ENTRADAS PROPORCIONADAS —

═══

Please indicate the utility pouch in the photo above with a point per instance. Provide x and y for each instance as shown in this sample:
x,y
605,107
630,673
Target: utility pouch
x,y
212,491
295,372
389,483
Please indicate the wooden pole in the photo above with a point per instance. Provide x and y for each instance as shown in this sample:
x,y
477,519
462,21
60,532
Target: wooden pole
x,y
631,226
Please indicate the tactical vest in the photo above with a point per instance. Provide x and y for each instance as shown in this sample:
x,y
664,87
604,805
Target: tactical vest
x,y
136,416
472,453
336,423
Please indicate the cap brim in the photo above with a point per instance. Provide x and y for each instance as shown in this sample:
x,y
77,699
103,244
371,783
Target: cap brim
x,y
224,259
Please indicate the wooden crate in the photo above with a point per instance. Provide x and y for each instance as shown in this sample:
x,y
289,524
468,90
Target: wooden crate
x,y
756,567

═══

INSTRUCCIONES DE TRABAJO —
Copia todas las líneas de las entradas de arriba, sin omitir ninguna, y multiplica por 0,65 las coordenadas x,y de los puntos de respuesta, redondeando al entero más cercano (los medios, hacia arriba). Las coordenadas de los ejemplos de formato y el resto del texto se mantienen sin cambios.

RESPUESTA DEL EJERCICIO —
Please indicate the utility pouch in the photo above with a point per instance. Provide x and y for each instance as shown in this sample:
x,y
605,107
630,673
Target: utility pouch
x,y
138,319
192,242
253,314
Please indicate the wooden pole in the photo above with a point per instance. Provide x and y for each instance as shown in this sample:
x,y
477,519
462,21
60,532
Target: wooden pole
x,y
410,147
Please indicate the tactical vest in the photo above with a point per instance. Provide x and y for each instance as shown in this sample:
x,y
664,87
604,805
Target: tactical vest
x,y
88,270
307,294
218,275
Please indicate the cap brim in the photo above with a point per instance. Provide x and y for each instance as shown in this sample:
x,y
77,699
103,244
371,783
Target: cap brim
x,y
146,168
Please indicate the wooden crate in the photo above with a point per instance. Provide x and y for each instance as shown in this sample:
x,y
289,524
468,90
Target: wooden crate
x,y
491,369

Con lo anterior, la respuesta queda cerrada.